WORK REQUIRED –
Reproduce the listing below in its entirety. Change nothing.

:: MATERIAL TO PROCESS

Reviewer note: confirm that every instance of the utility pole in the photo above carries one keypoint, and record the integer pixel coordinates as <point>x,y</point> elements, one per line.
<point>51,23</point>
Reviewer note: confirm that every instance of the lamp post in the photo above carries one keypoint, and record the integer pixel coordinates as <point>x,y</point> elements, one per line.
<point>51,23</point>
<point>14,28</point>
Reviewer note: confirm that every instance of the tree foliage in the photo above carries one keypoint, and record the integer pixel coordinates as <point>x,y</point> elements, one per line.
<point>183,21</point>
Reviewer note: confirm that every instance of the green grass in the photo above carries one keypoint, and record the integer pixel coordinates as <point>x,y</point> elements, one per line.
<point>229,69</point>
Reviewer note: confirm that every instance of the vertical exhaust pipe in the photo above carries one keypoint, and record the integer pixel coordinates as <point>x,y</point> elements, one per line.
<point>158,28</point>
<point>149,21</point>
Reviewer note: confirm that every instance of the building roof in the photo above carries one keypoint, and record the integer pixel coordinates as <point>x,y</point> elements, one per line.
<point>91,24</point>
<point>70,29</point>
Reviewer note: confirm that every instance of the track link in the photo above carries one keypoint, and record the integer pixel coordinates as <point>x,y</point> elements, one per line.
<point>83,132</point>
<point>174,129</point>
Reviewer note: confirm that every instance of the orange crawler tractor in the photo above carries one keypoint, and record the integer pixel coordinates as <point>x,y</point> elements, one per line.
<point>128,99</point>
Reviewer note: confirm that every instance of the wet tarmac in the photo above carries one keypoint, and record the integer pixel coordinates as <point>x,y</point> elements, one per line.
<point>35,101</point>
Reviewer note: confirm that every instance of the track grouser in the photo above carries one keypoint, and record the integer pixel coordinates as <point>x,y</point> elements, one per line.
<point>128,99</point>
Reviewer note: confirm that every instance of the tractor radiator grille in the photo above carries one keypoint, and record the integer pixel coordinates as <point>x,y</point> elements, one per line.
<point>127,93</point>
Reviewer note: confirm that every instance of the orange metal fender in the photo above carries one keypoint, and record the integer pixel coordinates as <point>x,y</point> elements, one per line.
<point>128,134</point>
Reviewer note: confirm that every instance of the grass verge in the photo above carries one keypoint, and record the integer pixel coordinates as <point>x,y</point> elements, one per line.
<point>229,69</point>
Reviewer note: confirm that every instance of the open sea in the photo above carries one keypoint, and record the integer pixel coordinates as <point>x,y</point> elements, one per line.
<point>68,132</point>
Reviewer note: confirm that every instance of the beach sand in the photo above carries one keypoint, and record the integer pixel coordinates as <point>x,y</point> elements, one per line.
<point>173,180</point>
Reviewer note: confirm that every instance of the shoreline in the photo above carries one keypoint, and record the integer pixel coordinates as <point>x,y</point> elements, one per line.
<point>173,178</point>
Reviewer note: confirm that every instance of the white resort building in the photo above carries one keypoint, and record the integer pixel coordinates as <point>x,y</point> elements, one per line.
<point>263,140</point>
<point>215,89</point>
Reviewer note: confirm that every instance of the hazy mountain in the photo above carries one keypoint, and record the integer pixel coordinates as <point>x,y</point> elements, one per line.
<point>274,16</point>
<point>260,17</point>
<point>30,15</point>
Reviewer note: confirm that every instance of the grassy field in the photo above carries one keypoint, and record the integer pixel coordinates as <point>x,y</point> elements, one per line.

::::

SOLUTION FOR THIS TASK –
Reviewer note: confirm that every instance of the utility pole in the photo above carries one keypoint, and record the integer pixel coordinates as <point>x,y</point> elements, one per line.
<point>51,23</point>
Reviewer note: confirm that every instance of the lamp post in the photo above carries one keypoint, and record the integer pixel coordinates as <point>x,y</point> elements, one per line.
<point>51,23</point>
<point>14,28</point>
Reviewer note: confirm that every instance of the tree foliage in the photo above carries one keypoint, and record the integer pixel coordinates as <point>x,y</point> elements, one per line.
<point>183,21</point>
Reviewer note: confirm that every instance of the green grass in the photo above carries one keypoint, and record the integer pixel coordinates as <point>x,y</point> elements, one per line.
<point>229,69</point>
Reviewer note: confirm that every instance of the vertical exhaust pipe in the photo above carries one keypoint, and record the integer pixel coordinates as <point>x,y</point> elements, one per line.
<point>158,28</point>
<point>149,21</point>
Reviewer note: confirm that every instance of the building roof in the photo above carries one keypoint, and record the integer pixel coordinates as <point>x,y</point> elements, one per line.
<point>91,24</point>
<point>70,29</point>
Reviewer note: confirm that every instance of the track link in the photo above carries one keypoint, and record the integer pixel coordinates as <point>x,y</point> elements, one per line.
<point>83,132</point>
<point>174,129</point>
Reviewer note: confirm that every instance of the orange crawler tractor in the photo above carries one keypoint, and record the integer pixel coordinates as <point>x,y</point> elements, one per line.
<point>128,99</point>
Reviewer note: confirm that every instance of the wet tarmac in the photo above carries one keypoint, and record the integer pixel coordinates as <point>x,y</point> elements, one per line.
<point>35,101</point>
Reviewer note: confirm that every instance of the track grouser in the photo above carries one keypoint, and record the integer pixel coordinates as <point>x,y</point> elements, one per line.
<point>128,99</point>
Reviewer note: confirm that every instance of the tractor radiator grille in the photo above carries one keypoint, and record the integer pixel coordinates as <point>x,y</point> elements, one per line.
<point>127,93</point>
Reviewer note: confirm that every instance of the orange metal fender in the photo above carries one keypoint, and record the integer pixel coordinates as <point>x,y</point> elements, one per line.
<point>128,134</point>
Reviewer note: confirm that every instance of the grass verge in the photo above carries one keypoint, and record the integer pixel coordinates as <point>x,y</point> elements, one per line.
<point>229,69</point>
Reviewer note: confirm that every instance of the open sea in the photo above carries one keypoint, and record the integer pixel coordinates as <point>x,y</point> elements, one per line.
<point>68,132</point>
Reviewer note: confirm that every instance of the beach sand in the photo above carries one keypoint, and record the integer pixel coordinates as <point>x,y</point> elements, one per line.
<point>173,180</point>
Reviewer note: confirm that every instance of the shoreline in the photo above carries one keypoint, and record the integer pixel coordinates as <point>x,y</point> elements, one per line.
<point>173,178</point>
Reviewer note: confirm that every instance of the white resort building in the photo above carries one keypoint, and record the integer pixel coordinates as <point>x,y</point> elements, one per line.
<point>263,140</point>
<point>215,89</point>
Reviewer note: confirm that every instance of the hazy mountain in the photo above carries one keypoint, and record the integer pixel coordinates as <point>x,y</point> elements, one per line.
<point>274,16</point>
<point>260,17</point>
<point>30,15</point>
Reviewer note: confirm that every instance of the grassy field in the photo above carries one keypoint, and record the integer pixel coordinates as <point>x,y</point> elements, one per line.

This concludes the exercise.